» TASK STATEMENT:
When you reach the line containing "Target: concrete paving" in the data below, begin returning lines exactly as written, and stop once the line containing "One point goes on each instance of the statue" has been returned.

Collection entries

= = = = = = =

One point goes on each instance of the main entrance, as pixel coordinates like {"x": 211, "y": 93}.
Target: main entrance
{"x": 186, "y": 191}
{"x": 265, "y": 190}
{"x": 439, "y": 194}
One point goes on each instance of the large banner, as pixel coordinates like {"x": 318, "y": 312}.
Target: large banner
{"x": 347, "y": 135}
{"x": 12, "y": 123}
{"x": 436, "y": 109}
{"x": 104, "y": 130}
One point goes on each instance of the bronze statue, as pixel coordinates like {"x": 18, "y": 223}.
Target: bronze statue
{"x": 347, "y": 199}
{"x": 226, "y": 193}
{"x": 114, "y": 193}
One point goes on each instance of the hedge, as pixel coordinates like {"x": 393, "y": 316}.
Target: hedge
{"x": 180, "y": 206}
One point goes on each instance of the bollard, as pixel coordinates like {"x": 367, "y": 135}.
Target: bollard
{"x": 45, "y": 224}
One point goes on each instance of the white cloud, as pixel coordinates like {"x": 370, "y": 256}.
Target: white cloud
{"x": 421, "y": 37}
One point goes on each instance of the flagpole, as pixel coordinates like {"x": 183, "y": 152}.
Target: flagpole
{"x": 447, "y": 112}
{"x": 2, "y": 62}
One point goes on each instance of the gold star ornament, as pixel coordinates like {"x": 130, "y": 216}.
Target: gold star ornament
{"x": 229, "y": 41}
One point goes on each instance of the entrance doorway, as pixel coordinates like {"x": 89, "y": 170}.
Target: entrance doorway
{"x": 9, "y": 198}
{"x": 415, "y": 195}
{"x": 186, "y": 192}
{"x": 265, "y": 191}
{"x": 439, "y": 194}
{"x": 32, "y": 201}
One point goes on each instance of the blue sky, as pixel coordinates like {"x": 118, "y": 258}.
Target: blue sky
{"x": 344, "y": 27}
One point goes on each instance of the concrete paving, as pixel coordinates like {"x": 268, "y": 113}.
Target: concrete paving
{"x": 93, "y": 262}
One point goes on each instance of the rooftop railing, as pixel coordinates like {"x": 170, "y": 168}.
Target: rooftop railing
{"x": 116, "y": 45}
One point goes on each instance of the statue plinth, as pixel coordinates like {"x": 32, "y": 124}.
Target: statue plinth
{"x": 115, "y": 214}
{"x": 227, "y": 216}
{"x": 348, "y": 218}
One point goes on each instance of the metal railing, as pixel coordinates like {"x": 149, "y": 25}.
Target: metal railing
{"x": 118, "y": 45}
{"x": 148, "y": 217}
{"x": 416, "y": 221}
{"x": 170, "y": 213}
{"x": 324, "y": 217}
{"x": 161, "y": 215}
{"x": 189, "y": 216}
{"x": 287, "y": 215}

= = = = = = =

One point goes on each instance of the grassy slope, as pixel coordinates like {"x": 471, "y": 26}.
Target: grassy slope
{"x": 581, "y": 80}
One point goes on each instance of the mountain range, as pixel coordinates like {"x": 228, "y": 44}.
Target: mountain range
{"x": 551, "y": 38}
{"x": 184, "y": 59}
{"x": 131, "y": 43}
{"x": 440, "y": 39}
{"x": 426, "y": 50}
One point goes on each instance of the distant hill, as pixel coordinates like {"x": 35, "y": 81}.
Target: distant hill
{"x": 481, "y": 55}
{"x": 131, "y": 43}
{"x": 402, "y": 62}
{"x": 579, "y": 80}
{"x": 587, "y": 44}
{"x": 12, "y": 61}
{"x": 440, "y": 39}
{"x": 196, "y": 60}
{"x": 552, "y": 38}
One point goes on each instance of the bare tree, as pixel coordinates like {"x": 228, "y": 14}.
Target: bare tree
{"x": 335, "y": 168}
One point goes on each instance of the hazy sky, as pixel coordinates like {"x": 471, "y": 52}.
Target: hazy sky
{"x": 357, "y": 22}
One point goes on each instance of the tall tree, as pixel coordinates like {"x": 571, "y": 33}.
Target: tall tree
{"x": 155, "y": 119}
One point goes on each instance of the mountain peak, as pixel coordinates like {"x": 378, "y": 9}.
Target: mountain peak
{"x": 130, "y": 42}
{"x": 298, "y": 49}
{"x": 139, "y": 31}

= = = = = = =

» SOLUTION TO THIS TASK:
Target: concrete paving
{"x": 93, "y": 262}
One point goes on each instance of the rooftop railing, as pixel coordinates like {"x": 170, "y": 168}.
Target: rooftop railing
{"x": 116, "y": 45}
One point goes on each instance of the statue plinth, as pixel coordinates like {"x": 32, "y": 124}.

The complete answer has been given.